PASSAGE FOR REVIEW ::
'''
OTTAWA -- A former Mountie who restrained, tortured and sexually abused his son in the basement of their family home was suffering from post-traumatic stress disorder, a forensic psychiatrist told an Ottawa court Wednesday.

Dr. Helen Ward also told a sentencing hearing the former officer should have known enough to seek treatment for both his PTSD and depression, but didn't because he believed everyone else was wrong except him.

The man, who cannot be identified under a court order aimed at protecting the identity of his son, sat silently in the courtroom as the first full day of testimony in his sentencing hearing got underway.

In November, he was found guilty of aggravated assault, sexual assault causing bodily harm, forcible confinement and failing to provide the necessaries of life.

He was initially arrested in 2013 after the boy was found wandering in a neighbour's back yard in search of water.

Court heard the boy nearly starved to death during his captivity, which left him chained and shackled, often naked, in an unfinished basement.

Ward, who was testifying as a defence witness, said the former officer exhibited "chronic and severe PTSD" while he was undergoing a court-ordered psychiatric evaluation, although she said the symptoms "fluctuated over time."
'''
SUPPLIED RECORDS ::
'''
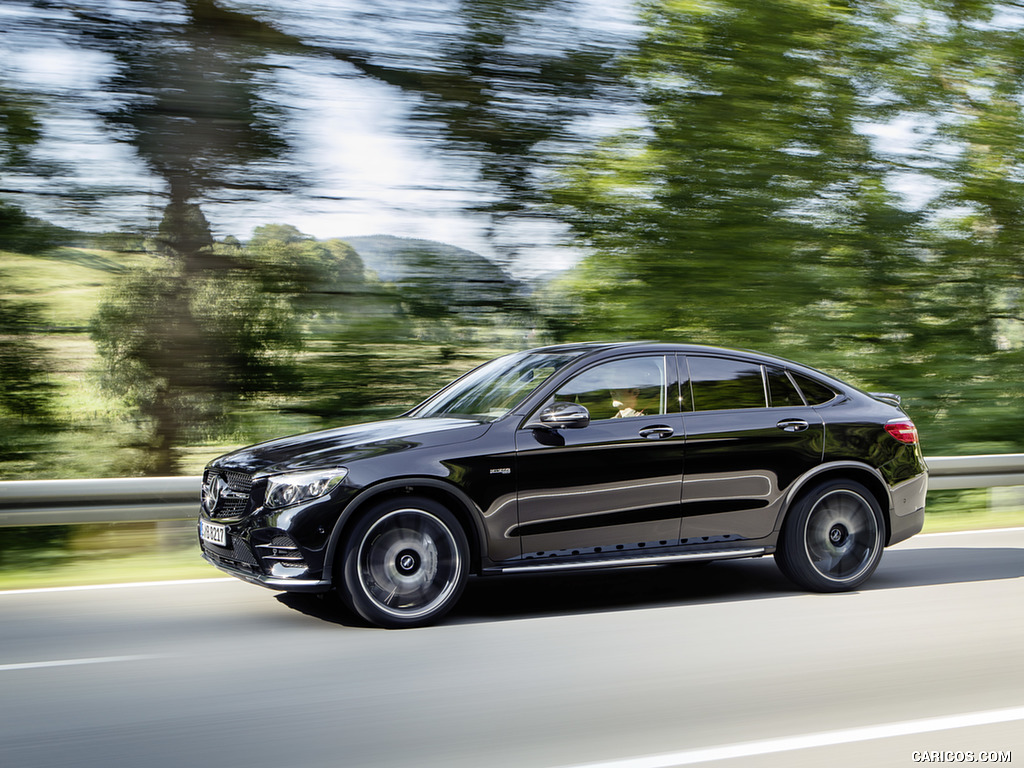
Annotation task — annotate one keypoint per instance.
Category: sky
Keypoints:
(372, 176)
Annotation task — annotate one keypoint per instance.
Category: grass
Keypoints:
(122, 569)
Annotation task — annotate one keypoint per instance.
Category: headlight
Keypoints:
(295, 487)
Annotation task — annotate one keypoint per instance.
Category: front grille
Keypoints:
(239, 481)
(233, 500)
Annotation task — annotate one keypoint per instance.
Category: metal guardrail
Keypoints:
(956, 472)
(145, 499)
(120, 500)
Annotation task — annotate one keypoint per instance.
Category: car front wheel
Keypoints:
(833, 539)
(406, 563)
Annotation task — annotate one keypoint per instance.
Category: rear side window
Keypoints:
(783, 391)
(718, 383)
(815, 392)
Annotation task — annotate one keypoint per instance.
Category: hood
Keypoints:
(339, 446)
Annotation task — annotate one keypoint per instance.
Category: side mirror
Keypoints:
(561, 415)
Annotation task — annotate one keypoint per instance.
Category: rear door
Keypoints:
(749, 435)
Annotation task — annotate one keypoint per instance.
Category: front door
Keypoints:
(613, 485)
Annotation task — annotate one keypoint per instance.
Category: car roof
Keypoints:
(598, 349)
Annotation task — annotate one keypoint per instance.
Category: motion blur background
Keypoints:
(226, 221)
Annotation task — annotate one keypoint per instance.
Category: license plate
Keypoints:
(212, 532)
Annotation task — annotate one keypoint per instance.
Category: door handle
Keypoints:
(656, 433)
(793, 425)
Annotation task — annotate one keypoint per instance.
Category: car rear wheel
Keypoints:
(404, 563)
(833, 538)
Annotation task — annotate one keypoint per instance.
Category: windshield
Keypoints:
(495, 388)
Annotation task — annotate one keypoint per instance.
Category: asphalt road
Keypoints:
(724, 665)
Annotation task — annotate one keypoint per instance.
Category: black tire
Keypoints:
(833, 538)
(406, 563)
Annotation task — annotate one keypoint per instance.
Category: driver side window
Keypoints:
(621, 389)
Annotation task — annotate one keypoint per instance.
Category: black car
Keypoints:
(582, 456)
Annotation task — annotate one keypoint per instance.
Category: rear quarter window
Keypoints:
(719, 383)
(814, 391)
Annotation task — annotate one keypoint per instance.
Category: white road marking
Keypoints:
(73, 663)
(810, 740)
(968, 532)
(128, 585)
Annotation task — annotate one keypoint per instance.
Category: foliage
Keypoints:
(752, 207)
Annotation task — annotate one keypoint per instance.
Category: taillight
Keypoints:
(903, 430)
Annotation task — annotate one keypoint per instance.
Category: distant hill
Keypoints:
(438, 278)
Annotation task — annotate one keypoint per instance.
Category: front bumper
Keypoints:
(263, 555)
(285, 584)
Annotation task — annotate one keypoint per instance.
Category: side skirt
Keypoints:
(580, 563)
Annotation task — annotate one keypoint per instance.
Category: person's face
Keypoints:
(625, 397)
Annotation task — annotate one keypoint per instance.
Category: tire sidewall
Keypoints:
(795, 560)
(351, 588)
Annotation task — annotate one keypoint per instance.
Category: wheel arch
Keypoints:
(862, 473)
(442, 493)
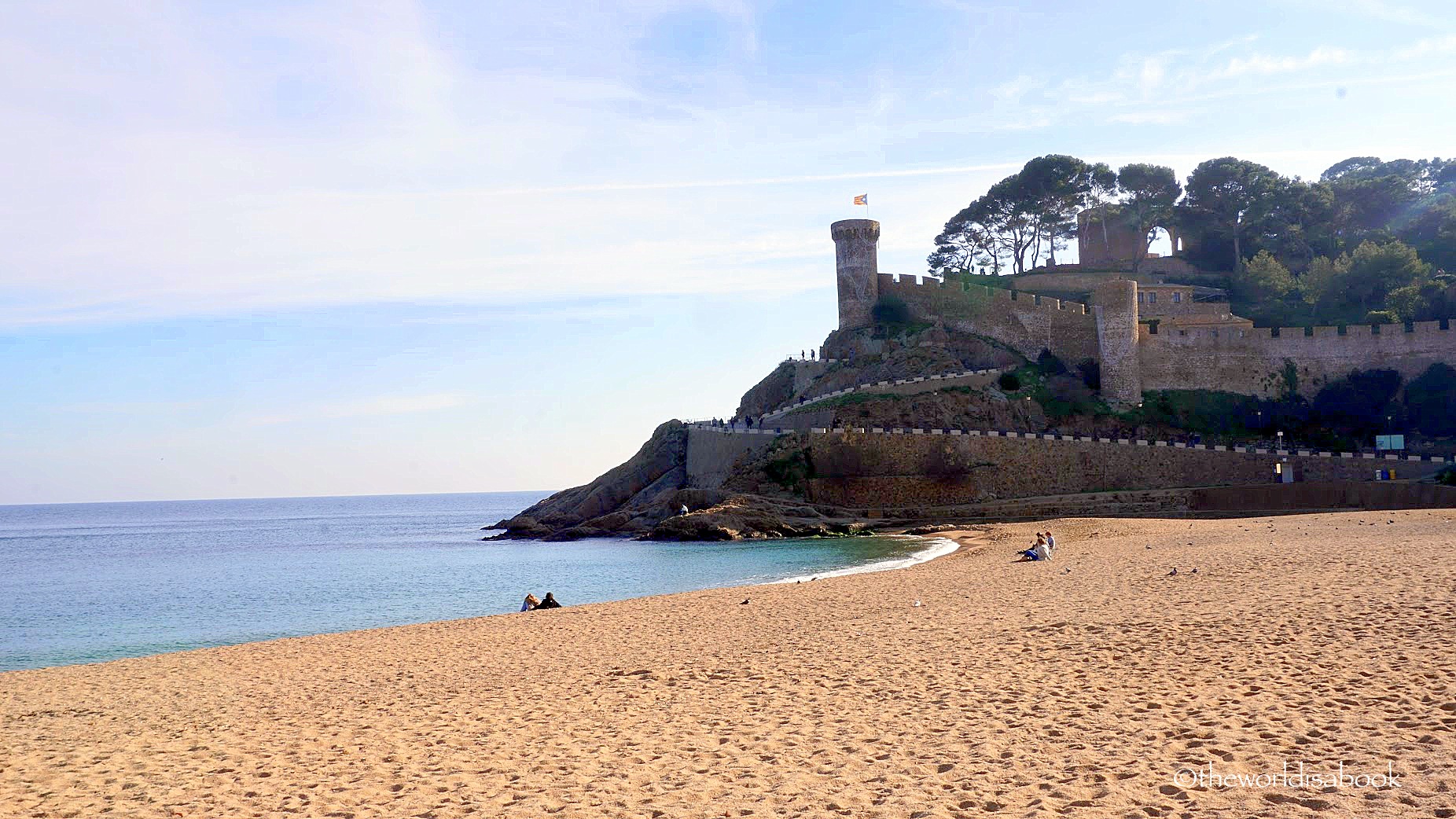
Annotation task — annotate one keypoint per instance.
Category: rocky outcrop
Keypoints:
(628, 499)
(752, 516)
(772, 393)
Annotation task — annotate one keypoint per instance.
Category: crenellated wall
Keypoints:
(1024, 321)
(1197, 348)
(1252, 361)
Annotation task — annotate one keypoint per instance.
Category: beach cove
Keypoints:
'''
DIRECTIONS ::
- 1) In the court report, what did the forensic psychiatrist say the former officer should have sought treatment for?
- 2) Please transcribe the court report word for word, beginning at the words "The man, who" and stopping after "hearing got underway.".
The listing has no connection to the court report.

ANSWERS ::
- 1) Both his PTSD and his depression.

- 2)
The man, who cannot be identified under a court order aimed at protecting the identity of his son, sat silently in the courtroom as the first full day of testimony in his sentencing hearing got underway.